____ CONJUNTO DE REGISTROS

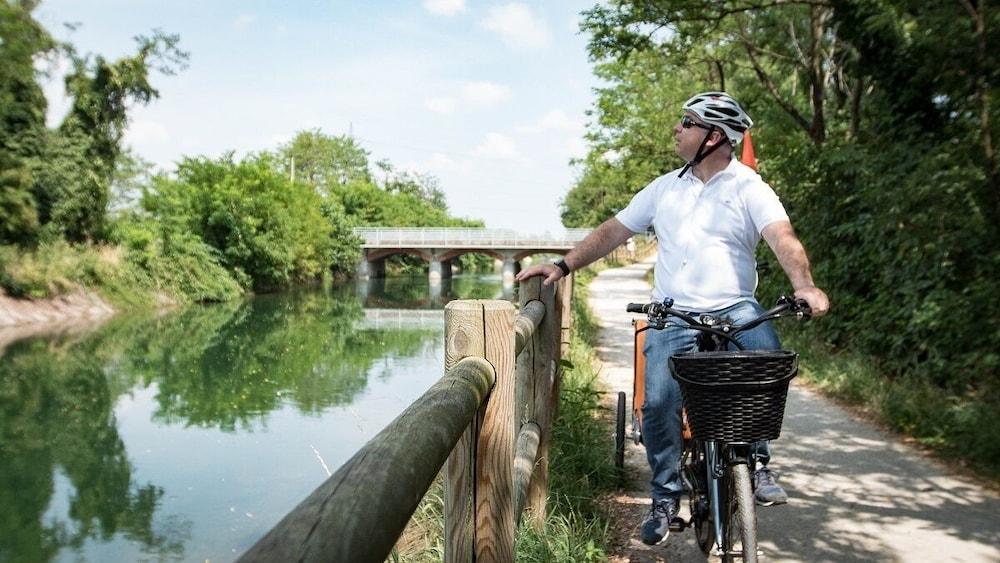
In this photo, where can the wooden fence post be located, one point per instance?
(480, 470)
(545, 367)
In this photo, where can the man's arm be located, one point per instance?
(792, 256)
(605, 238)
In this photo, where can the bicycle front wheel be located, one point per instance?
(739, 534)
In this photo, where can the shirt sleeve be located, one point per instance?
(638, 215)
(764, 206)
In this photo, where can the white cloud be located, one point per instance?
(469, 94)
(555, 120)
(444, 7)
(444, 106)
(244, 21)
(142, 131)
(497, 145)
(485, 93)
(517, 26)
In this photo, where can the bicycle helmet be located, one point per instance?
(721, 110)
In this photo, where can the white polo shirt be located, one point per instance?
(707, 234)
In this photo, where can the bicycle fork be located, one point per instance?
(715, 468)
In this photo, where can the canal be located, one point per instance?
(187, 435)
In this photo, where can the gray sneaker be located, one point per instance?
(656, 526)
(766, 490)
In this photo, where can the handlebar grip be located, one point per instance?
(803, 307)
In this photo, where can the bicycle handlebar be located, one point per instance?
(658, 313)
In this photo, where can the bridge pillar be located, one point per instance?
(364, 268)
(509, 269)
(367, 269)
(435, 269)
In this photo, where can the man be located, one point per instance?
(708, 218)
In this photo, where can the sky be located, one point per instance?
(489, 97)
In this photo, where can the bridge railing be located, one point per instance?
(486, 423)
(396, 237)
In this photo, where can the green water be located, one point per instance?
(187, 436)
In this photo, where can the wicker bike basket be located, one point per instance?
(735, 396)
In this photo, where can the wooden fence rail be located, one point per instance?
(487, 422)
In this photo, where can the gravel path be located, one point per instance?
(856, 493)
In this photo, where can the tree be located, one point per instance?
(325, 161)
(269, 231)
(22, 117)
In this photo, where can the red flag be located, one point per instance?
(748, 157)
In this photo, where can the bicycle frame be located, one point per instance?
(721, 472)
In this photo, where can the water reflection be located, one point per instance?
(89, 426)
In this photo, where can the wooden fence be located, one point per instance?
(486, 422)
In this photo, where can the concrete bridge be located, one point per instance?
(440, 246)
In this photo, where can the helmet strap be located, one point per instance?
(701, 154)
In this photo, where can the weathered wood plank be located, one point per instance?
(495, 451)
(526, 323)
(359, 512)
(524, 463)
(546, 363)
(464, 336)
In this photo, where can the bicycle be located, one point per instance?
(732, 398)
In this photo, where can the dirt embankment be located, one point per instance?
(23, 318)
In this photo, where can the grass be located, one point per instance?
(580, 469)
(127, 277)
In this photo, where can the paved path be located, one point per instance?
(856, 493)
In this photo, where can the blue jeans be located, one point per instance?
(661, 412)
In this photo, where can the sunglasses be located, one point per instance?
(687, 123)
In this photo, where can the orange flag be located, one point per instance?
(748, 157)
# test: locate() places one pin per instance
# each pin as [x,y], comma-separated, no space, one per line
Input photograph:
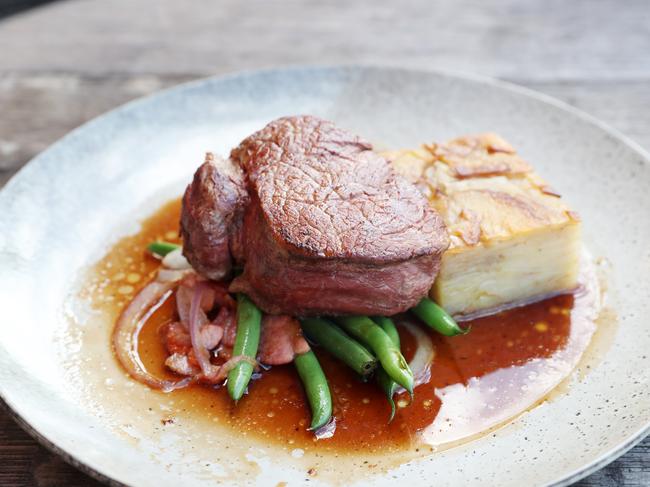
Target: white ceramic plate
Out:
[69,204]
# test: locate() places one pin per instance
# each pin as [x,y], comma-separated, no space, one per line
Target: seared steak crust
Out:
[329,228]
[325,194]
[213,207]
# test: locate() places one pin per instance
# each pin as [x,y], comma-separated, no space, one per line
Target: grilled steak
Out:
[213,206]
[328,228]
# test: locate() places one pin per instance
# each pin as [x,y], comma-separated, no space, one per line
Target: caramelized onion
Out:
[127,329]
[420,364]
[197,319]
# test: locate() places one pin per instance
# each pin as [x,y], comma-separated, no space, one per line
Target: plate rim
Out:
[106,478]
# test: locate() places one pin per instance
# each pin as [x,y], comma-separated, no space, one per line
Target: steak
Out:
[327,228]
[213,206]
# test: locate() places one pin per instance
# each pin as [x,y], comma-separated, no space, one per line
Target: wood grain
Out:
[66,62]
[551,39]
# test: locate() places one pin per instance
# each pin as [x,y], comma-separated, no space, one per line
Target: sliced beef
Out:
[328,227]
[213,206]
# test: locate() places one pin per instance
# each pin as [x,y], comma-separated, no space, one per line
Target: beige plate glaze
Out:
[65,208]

________

▸ **QUÉ SE PIDE**
Indica cuántas líneas del material contienen la palabra "shirt". Responde solo con el número.

▸ **RESULTADO FINAL**
2